三光化学は福岡県久留米市郊外の国鉄(現JR)荒木駅に隣接するレンガ工場跡
地に建設されました。三井化学(後に三井東圧化学を経て現・三井化学)と地元
資本家の提携により設立、三井化学が経営及び技術指導を全面的に担当し、除草
剤PCP25%粒剤専門工場として出発しました。久留米市郊外の田園地帯と言っ
ても住宅が建て込んできたところに突然農薬工場が進出してきたのです。操業開
始から一ヶ月経つと悪臭がひどくて住民の工場移転要求の署名運動が起こるほど
でした。PCPをただ粒剤にするだけとして、毒物劇物取り締まり法に基づく登
録もしていませんでした。
1961年1月から10月にかけてパイロット運転を実施しましたが、先ず、ミツバチ、
鯉、金魚などが死に、廃水が流れ込んだ川では魚が全滅しました。
住民の苦情を無視して操業を続ける三光化学に対して、住民は次に地元選出の国
会議員を通じて厚生省に働きかけ、厚生省調査団が1962年10月にやってきました
。
このとき調査団として工場に立ち入った上田喜一(東京歯科大教授)はそのとき
の印象を報告書の中で次のように語っています。

» **データ一覧**:
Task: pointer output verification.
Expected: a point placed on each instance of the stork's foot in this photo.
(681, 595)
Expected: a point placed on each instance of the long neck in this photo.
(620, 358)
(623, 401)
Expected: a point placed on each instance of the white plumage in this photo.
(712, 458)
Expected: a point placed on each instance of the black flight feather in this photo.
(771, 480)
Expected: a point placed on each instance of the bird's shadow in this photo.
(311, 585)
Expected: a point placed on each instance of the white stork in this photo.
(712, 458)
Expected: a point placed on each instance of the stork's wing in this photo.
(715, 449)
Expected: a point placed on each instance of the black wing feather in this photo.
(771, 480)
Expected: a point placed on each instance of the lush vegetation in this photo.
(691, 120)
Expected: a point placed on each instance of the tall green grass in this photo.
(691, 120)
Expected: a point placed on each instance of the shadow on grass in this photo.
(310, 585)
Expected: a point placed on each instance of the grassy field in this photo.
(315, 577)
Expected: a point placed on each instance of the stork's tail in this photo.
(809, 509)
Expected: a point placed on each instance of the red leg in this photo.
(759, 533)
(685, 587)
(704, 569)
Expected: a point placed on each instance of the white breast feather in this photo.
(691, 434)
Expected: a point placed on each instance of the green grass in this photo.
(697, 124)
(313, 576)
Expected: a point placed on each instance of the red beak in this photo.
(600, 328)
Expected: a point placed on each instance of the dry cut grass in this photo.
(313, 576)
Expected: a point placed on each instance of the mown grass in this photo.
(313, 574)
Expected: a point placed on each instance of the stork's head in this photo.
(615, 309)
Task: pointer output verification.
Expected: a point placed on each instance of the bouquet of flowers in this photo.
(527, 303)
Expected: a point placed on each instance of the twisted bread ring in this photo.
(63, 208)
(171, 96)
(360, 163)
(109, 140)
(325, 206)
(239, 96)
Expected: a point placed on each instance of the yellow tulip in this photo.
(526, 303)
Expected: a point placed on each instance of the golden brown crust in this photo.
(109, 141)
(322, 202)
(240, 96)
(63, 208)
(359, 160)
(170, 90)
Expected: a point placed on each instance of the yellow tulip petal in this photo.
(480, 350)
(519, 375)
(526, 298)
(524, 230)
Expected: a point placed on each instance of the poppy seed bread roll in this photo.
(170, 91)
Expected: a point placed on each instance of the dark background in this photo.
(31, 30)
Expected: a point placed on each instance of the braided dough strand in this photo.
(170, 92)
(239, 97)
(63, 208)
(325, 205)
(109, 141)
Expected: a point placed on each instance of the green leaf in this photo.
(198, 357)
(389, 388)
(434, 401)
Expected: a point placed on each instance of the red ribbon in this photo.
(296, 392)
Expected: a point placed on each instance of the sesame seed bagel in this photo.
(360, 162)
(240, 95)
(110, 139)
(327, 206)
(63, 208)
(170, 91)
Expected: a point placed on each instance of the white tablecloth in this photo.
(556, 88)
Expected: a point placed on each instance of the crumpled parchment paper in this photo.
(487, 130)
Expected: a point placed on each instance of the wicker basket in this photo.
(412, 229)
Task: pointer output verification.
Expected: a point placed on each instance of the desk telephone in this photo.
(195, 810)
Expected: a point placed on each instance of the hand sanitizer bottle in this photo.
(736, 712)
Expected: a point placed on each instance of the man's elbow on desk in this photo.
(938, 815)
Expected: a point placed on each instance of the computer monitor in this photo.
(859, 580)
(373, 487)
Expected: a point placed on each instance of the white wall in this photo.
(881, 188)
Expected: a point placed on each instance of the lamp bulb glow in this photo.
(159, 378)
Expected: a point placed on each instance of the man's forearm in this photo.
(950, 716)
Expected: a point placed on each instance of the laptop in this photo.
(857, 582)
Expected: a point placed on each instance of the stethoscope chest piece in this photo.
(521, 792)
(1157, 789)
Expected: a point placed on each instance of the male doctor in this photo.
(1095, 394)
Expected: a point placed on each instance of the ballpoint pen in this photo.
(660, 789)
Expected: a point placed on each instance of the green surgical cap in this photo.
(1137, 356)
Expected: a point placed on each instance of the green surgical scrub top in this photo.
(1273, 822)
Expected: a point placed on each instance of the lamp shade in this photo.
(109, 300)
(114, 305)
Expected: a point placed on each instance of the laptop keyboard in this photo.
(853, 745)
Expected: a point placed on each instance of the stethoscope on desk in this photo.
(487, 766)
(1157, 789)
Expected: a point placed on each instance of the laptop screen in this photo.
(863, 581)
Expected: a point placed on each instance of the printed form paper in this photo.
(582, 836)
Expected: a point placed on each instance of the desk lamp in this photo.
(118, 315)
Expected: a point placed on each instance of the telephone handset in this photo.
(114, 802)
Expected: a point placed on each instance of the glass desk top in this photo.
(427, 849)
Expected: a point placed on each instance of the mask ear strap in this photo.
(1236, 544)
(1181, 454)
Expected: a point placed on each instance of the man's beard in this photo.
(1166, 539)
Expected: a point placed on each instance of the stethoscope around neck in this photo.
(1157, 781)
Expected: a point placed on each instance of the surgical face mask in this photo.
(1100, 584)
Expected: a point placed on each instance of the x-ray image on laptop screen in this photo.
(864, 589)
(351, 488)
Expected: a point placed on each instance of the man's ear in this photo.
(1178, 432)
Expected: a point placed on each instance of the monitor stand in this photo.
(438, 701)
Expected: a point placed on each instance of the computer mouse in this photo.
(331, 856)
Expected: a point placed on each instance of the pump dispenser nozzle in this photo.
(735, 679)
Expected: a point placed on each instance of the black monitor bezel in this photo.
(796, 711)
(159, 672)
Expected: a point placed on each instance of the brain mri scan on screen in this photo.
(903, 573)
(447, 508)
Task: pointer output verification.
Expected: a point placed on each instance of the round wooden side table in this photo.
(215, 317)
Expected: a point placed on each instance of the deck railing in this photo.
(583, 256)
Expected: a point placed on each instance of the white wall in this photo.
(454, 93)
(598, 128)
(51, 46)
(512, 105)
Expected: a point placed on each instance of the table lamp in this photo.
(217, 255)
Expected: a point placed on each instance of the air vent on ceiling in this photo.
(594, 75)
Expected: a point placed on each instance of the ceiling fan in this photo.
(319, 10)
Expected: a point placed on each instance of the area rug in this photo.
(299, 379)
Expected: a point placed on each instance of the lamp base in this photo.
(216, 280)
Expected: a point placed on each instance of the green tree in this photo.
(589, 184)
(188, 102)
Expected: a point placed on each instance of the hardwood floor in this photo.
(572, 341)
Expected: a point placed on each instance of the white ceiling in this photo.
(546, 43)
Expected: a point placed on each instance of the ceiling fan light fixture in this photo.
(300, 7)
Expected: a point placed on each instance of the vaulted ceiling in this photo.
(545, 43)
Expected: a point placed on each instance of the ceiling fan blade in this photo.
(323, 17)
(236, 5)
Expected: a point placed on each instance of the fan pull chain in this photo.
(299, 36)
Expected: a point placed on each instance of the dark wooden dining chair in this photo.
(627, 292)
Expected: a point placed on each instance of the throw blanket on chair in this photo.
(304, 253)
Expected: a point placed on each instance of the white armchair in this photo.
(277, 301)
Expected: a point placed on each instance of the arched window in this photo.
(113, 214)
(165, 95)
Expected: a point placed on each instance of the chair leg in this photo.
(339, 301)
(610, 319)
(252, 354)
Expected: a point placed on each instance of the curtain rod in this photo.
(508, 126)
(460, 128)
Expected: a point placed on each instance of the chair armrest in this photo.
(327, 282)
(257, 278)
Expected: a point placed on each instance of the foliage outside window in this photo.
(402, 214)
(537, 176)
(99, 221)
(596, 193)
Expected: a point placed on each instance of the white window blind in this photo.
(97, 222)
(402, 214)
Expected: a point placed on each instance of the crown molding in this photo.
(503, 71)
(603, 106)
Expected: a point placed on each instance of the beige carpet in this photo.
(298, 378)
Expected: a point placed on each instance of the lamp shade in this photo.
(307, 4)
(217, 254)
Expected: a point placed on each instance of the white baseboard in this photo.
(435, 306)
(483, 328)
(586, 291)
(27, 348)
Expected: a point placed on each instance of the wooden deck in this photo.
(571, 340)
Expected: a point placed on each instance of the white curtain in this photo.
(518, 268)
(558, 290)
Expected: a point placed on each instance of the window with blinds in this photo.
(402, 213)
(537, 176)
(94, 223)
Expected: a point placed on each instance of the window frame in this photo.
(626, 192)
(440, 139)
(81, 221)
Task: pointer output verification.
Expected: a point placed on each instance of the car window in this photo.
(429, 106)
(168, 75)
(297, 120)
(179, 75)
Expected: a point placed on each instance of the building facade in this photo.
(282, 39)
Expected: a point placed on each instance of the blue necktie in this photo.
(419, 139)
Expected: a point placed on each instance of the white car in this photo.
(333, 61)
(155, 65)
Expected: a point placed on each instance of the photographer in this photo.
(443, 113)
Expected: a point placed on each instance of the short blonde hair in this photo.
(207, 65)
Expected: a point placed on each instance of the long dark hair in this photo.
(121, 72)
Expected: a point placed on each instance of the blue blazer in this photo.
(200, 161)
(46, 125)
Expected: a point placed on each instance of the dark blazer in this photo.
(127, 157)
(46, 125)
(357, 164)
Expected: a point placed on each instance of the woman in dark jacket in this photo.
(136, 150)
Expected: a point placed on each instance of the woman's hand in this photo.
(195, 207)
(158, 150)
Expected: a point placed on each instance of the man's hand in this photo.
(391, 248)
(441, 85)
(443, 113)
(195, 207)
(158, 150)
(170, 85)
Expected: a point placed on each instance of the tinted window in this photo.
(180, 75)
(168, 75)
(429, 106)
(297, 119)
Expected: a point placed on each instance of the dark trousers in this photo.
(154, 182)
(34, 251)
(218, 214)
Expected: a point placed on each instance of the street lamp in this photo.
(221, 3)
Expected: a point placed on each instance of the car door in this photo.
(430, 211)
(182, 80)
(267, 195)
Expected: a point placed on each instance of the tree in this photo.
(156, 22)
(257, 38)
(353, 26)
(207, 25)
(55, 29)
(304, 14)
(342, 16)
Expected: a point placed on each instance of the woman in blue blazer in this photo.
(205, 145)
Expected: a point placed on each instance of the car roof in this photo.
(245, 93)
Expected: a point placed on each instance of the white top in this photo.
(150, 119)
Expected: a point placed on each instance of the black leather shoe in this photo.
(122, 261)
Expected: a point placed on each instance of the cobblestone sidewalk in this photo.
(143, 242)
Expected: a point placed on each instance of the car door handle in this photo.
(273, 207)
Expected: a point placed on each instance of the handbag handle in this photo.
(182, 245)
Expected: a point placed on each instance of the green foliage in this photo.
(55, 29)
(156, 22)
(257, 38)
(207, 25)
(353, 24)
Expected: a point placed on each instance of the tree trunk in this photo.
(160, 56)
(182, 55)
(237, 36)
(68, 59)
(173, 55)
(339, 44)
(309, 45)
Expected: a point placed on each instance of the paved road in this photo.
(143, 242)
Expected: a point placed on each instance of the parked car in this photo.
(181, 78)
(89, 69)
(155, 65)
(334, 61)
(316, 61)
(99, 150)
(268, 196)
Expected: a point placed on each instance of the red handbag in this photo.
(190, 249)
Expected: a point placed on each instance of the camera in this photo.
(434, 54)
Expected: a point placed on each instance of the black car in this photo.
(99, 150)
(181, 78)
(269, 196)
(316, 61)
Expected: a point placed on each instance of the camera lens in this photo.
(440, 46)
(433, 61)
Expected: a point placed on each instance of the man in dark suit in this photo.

» **課題一覧**:
**a)** 三光化学の工場についての文章によると、厚生省調査団がやってきたのはいつか。
**b)** 三光化学の工場についての文章を、最後の文の後から続けて書くこと。

» **解答例**:
**a)** 1962年10月である。

**b)**
――本工場中 最も臭気の強いのは 2階の 圧延ローラー室で、毒ガスマスクを
着用しなくては 滞在できない。入室の瞬間に 結膜に著しい刺激感があるのは
PCPが粉塵としてではなく、蒸気として(およびテトラクロロフェノール蒸
気も)室内に充満しているとの印象を受けた。これは化学定量からも裏書きさ
れた。――
調査団が行なった化学定量は、この工場で製造されていたPCPなるものが本来
のPCP(ペンタクロロフェノール)ではないことを示しています。
厚生省調査団が工場の排気設備の付着物を分析したところ、付着物は本来主成分
であるべきPCP(5塩素化フェノール)が少なく、4塩素化フェノールを主とす
る様々な塩素化フェノールの混合物であることが判明しました。奇異に感じた上
田は製品のPCPを分析したところ、製品PCPすらもテトラクロロフェノール
(4塩素化フェノール)が6割もあり、とてもPCP(ペンタクロロフェノール=
5塩素化フェノール)と呼べる 代物ではないことがわかったのです。上田はさら
に他社(保土谷化学)のPCPを取り寄せ、他社品はペンタクロロフェノールで
あることを確かめています。つまり、保土谷化学のPCPはペンタクロロフェノ
ール(5塩素化フェノール)だったけれども、三光化学への 原体提供者である三
井東圧化学のPCPはポリクロロフェノール(塩素数の異なるフェノールの混合
物)だったのです。三井東圧化学と保土谷化学に技術の差があるとは思えません
。
工場の 操業 状況 もひどいものでした。工場近くの 荒木駅の駅長の残した記録
(1962年 8月20日から10月14日までの 56日間の状況が具体的に記録されている)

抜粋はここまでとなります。